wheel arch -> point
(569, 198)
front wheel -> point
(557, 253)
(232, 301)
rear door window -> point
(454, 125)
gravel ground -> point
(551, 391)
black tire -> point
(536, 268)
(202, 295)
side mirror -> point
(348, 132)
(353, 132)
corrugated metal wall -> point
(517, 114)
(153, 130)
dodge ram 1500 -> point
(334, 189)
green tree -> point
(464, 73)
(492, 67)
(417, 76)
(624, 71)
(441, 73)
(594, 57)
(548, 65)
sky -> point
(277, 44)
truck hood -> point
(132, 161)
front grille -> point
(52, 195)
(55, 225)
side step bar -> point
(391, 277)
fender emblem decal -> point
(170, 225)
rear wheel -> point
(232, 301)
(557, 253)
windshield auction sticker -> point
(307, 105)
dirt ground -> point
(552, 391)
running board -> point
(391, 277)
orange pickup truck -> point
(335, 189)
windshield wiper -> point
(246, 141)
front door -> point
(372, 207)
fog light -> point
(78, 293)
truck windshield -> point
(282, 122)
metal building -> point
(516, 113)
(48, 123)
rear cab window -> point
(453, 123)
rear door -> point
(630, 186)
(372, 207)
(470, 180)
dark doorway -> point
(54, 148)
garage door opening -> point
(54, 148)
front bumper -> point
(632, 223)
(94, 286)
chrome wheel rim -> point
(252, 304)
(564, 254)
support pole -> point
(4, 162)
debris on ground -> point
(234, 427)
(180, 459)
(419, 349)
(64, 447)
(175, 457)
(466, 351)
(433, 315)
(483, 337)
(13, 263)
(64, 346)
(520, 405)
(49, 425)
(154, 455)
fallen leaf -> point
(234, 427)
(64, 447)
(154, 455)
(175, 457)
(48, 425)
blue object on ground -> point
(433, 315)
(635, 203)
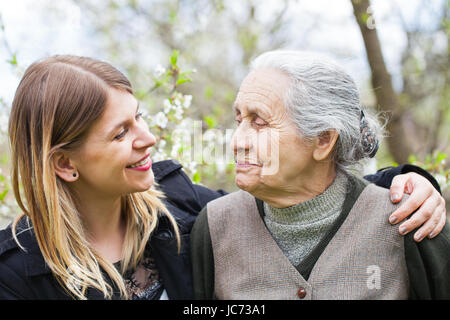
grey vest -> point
(364, 260)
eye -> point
(259, 122)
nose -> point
(144, 138)
(241, 141)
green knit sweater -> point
(299, 228)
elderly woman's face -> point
(269, 153)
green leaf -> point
(182, 80)
(440, 157)
(210, 121)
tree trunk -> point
(387, 99)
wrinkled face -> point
(114, 159)
(269, 153)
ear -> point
(64, 167)
(324, 144)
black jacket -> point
(24, 274)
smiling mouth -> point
(142, 163)
(246, 164)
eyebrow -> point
(252, 110)
(121, 124)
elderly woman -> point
(302, 226)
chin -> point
(244, 183)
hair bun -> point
(369, 141)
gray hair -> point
(324, 97)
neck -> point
(104, 224)
(303, 188)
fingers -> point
(440, 224)
(428, 229)
(411, 204)
(398, 187)
(429, 215)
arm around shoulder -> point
(428, 264)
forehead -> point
(264, 88)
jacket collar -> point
(164, 168)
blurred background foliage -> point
(186, 59)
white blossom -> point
(160, 120)
(187, 101)
(159, 71)
(167, 106)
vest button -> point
(301, 293)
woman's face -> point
(115, 157)
(270, 156)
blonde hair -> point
(57, 101)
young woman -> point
(94, 225)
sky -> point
(35, 32)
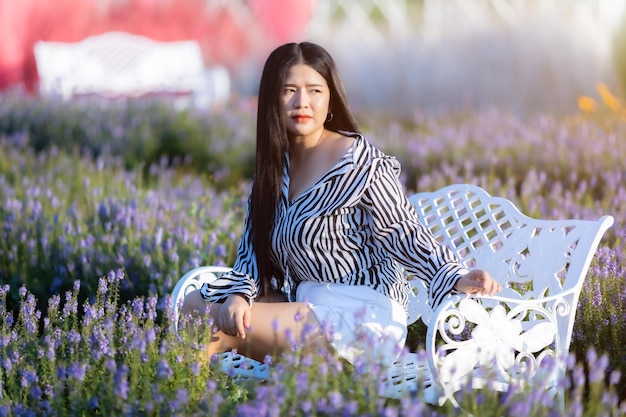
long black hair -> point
(272, 143)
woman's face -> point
(305, 102)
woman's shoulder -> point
(365, 153)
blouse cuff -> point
(448, 276)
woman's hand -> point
(478, 281)
(233, 317)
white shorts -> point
(358, 321)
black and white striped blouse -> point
(353, 226)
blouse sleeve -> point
(397, 227)
(242, 279)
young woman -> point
(327, 228)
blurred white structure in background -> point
(119, 64)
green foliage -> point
(619, 51)
(89, 187)
(142, 132)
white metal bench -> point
(521, 336)
(120, 64)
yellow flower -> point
(608, 98)
(586, 104)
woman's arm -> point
(397, 227)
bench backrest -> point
(542, 260)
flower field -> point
(103, 206)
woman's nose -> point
(301, 99)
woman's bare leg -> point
(273, 328)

-=-=-

# The exercise
From the entries above, output every line exactly and omit any image.

# Finished answer
wheel arch -> point
(569, 198)
front wheel -> point
(557, 253)
(232, 301)
rear door window -> point
(454, 125)
gravel ground -> point
(551, 391)
black tire -> point
(536, 268)
(202, 295)
side mirror -> point
(348, 132)
(353, 132)
corrugated metal wall -> point
(517, 114)
(153, 130)
dodge ram 1500 -> point
(334, 189)
green tree -> point
(464, 73)
(492, 67)
(417, 76)
(624, 71)
(441, 73)
(594, 57)
(548, 65)
sky -> point
(277, 44)
truck hood -> point
(132, 161)
front grille -> point
(52, 195)
(55, 225)
side step bar -> point
(391, 277)
fender emblem decal -> point
(170, 225)
rear wheel -> point
(232, 301)
(557, 253)
windshield auction sticker -> point
(307, 105)
dirt ground -> point
(552, 391)
running board -> point
(391, 277)
orange pickup truck -> point
(335, 189)
windshield wiper -> point
(246, 141)
front door -> point
(372, 207)
fog light -> point
(78, 293)
truck windshield -> point
(282, 122)
metal building -> point
(516, 113)
(48, 123)
rear cab window -> point
(453, 123)
rear door -> point
(630, 186)
(372, 207)
(470, 180)
dark doorway -> point
(54, 148)
garage door opening -> point
(54, 148)
front bumper -> point
(632, 223)
(94, 286)
chrome wheel rim -> point
(252, 304)
(564, 254)
support pole -> point
(4, 162)
debris on ground -> point
(234, 427)
(180, 459)
(419, 349)
(64, 447)
(175, 457)
(466, 351)
(433, 315)
(483, 337)
(13, 263)
(64, 346)
(520, 405)
(49, 425)
(154, 455)
fallen leaf -> point
(234, 427)
(64, 447)
(154, 455)
(175, 457)
(48, 425)
blue object on ground -> point
(433, 315)
(635, 203)
grey vest -> point
(364, 260)
eye -> point
(259, 122)
nose -> point
(144, 138)
(241, 141)
green knit sweater -> point
(299, 228)
elderly woman's face -> point
(269, 153)
green leaf -> point
(182, 80)
(440, 157)
(210, 121)
tree trunk -> point
(387, 99)
wrinkled face -> point
(114, 159)
(269, 153)
ear -> point
(64, 167)
(324, 144)
black jacket -> point
(24, 274)
smiling mouth -> point
(142, 163)
(246, 164)
eyebrow -> point
(252, 110)
(121, 124)
elderly woman -> point
(302, 226)
chin -> point
(244, 183)
hair bun -> point
(369, 141)
gray hair -> point
(324, 97)
neck -> point
(104, 224)
(303, 188)
fingers -> point
(440, 224)
(428, 229)
(411, 204)
(398, 187)
(429, 215)
arm around shoulder -> point
(428, 264)
forehead -> point
(264, 88)
jacket collar -> point
(164, 168)
blurred background foliage -> point
(186, 59)
white blossom -> point
(160, 120)
(187, 101)
(159, 71)
(167, 106)
vest button -> point
(301, 293)
woman's face -> point
(115, 157)
(270, 156)
blonde hair -> point
(57, 101)
young woman -> point
(94, 225)
sky -> point
(35, 32)
long black hair -> point
(272, 143)
woman's face -> point
(305, 102)
woman's shoulder -> point
(365, 153)
blouse cuff -> point
(448, 276)
woman's hand -> point
(478, 281)
(233, 317)
white shorts -> point
(358, 321)
black and white striped blouse -> point
(353, 226)
blouse sleeve -> point
(397, 227)
(242, 279)
young woman -> point
(327, 228)
blurred white structure in background -> point
(119, 64)
green foliage -> point
(619, 51)
(89, 187)
(142, 132)
white metal bench -> point
(521, 336)
(120, 64)
yellow flower -> point
(608, 98)
(586, 104)
woman's arm -> point
(397, 227)
bench backrest -> point
(542, 260)
flower field -> point
(103, 206)
woman's nose -> point
(301, 99)
woman's bare leg -> point
(273, 328)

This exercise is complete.